## begin SUPPLIED DATA

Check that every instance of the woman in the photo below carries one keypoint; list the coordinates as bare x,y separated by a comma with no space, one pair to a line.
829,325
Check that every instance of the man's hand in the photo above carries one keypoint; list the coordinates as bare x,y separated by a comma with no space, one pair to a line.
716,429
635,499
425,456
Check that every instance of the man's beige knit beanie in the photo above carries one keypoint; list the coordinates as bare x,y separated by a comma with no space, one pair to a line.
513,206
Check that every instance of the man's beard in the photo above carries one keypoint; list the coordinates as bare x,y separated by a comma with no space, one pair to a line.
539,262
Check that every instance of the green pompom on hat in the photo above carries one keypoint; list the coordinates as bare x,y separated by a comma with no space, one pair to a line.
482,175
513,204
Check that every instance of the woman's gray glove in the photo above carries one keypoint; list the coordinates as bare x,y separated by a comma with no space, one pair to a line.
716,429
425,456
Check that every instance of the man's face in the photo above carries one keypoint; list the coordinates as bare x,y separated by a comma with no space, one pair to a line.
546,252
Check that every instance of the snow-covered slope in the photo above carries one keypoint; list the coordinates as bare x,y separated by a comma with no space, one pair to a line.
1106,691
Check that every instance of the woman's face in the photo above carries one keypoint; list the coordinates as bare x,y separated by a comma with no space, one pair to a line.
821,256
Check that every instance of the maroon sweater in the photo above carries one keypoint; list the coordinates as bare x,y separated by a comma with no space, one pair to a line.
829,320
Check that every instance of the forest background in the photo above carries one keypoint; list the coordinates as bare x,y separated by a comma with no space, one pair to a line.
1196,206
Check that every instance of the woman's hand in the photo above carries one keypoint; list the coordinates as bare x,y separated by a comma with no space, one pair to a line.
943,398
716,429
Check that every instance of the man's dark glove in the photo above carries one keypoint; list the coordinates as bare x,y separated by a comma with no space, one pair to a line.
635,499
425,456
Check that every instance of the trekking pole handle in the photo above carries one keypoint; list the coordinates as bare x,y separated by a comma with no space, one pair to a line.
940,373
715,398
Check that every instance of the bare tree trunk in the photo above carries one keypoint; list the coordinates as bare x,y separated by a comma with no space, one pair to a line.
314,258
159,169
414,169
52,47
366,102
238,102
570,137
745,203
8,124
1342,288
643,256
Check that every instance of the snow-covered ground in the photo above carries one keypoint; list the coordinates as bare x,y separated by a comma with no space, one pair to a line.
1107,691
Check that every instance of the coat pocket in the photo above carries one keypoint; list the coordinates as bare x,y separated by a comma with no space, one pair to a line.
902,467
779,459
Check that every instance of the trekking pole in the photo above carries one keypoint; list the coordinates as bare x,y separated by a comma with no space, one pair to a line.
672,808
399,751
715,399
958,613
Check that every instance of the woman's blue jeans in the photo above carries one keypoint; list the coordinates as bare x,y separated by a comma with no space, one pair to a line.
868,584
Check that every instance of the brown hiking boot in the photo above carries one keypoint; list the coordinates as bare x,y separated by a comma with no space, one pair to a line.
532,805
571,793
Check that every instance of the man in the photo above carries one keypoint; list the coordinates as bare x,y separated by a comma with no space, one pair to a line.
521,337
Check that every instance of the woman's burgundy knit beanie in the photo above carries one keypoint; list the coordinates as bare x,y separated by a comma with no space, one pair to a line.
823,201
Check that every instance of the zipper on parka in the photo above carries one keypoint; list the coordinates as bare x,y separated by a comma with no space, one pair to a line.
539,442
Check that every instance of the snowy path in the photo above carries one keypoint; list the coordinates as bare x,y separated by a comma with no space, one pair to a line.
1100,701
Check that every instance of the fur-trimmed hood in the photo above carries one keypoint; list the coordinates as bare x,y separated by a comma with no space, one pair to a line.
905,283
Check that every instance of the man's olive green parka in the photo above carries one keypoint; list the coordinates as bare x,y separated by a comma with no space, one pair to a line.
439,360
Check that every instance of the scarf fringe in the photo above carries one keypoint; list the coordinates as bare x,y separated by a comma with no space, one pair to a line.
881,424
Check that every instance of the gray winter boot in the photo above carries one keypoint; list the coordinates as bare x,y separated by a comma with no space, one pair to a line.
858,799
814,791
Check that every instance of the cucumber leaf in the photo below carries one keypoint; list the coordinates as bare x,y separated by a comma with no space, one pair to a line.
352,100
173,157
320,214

## end SUPPLIED DATA

TASK TO CARRY OUT: Copy out all of the records above verbatim, keeping them in their original order.

FINAL RESULT:
Check that every instance of the woman in the photo below carries one keypoint; list the coordinates as bare x,y separated by a comma with no space, one pair to a line.
829,325
Check that every instance of the man's hand in the photo above carries one keypoint; list the coordinates as bare x,y separated by a comma with no space, one pair to a line.
716,429
635,499
425,456
Check that every instance of the man's beige knit beanie in the photo above carries one keypoint; list the coordinates as bare x,y separated by a comma with no space, one pair to a line.
513,206
Check that every instance of the man's beard in the photo above carries one keypoint; list the coordinates as bare x,y separated by a comma with no space, one pair to a line.
539,262
Check that every instance of the green pompom on hat in the photo above carries one keypoint; list the coordinates as bare x,y separated by a comma with no space, one pair to a line.
482,175
513,204
Check that every instance of the woman's gray glove in the photo above carries one keypoint; list the coordinates as bare x,y separated by a comma with no space, one pair to a line.
716,429
425,456
Check that every instance of the man's face in the photo above carries one keypoint; list the coordinates as bare x,y separated by a comma with no space, one pair to a line.
546,252
Check that every instance of the snow-covered slope in the photo above carries one keypoint; list the coordinates as bare x,y separated by a comma with no space, one pair to a line.
1106,691
Check that every instance of the woman's face in the photo above carries one keypoint; list the coordinates as bare x,y separated by a comma with no space, one pair to a line.
821,256
Check that every instance of the maroon sweater in the photo above carries one keypoint; list the coordinates as bare x,y separated by a comma with no space, one pair to a line.
829,320
Check that every instance of the forest background in the photo above carries one keypoint; list the coordinates as bare x,y separated by a comma with no space, one pair to a line.
1196,206
Check that every instance of the woman's hand in the photo above carries one keypoint; list the coordinates as bare x,y separated by a comma with no space, one pair to a line.
943,398
716,429
Check that every instance of the man's dark glove in the photo above carries one keypoint; list the coordinates as bare x,y separated by a comma with no space, one pair to a line.
635,499
425,456
Check that every instance of the trekking pole handle in the photo above carries one keypoint; list the coordinates as bare x,y separated by a comma with no space, one pair to a line.
940,373
715,398
Check that every instance of the bare tree trunk in the photo above carries one keypoint; list the coordinates as bare x,y separated by a comma with no space, one pair to a line.
314,258
159,169
414,169
52,47
366,102
238,102
570,137
745,203
8,124
1342,288
643,256
Check that every instance of the snow-covered ground in the photo above carries one keypoint; list the coordinates as bare x,y separated by a comma with no space, one pair to a line.
1107,691
Check that every instance of the coat pocket in the photo above carries one keypoint; list the coordinates as bare x,y separated by a comma with no space, one pair to a line.
902,467
779,459
Check that every instance of the trekking pole in the photo above carries one keypoint; list the coordinates as bare x,y separated by a comma with no space, one pair to a line.
672,808
399,751
715,399
958,613
Check that every instance of the woman's blue jeans in the photo above carries one keypoint; list the coordinates as bare x,y separated by a comma with no space, one pair to a line.
868,584
Check that every instance of the brown hiking boot in the photo above carries one keypoint; list the coordinates as bare x,y separated by a comma with no space, one pair to a line.
532,805
571,793
Check that every instance of the man in the photo above carries one keypoint; list the coordinates as bare x,y separated by a comma with no space, one pair to a line.
521,337
Check that every instance of the woman's burgundy knit beanie in the photo above carries one keypoint; list the coordinates as bare x,y separated by a comma with no space, one pair to a line.
823,201
Check that every instance of the zipper on parka in the photo above carries one keypoint; list the coordinates as bare x,y separated by a comma with no space, one pair to a line.
539,442
Check that every instance of the snowy path in the photo above carries one keypoint; list the coordinates as bare x,y separated by a comma with no space, one pair to a line.
1100,701
Check that every instance of the fur-trimmed hood in the photo above carries one keypoint; list the coordinates as bare x,y separated by a comma with no space, one pair to a line.
905,283
Check that every instance of the man's olive green parka in the photo above carries one keypoint; list the coordinates as bare x,y separated by a comma with no space, one pair to a line.
439,360
Check that every instance of the scarf fringe in the photo above carries one keypoint; list the coordinates as bare x,y separated by a comma with no space, one pair to a line.
881,424
Check that every instance of the gray winter boot in the photo above carries one keypoint; list the coordinates as bare x,y separated by a comma with no space, one pair to a line.
858,799
814,791
Check that every instance of the cucumber leaf in the photo below carries one keypoint; list the coordinates as bare x,y separated by a comma with no space, one pair to a line.
352,100
173,157
320,214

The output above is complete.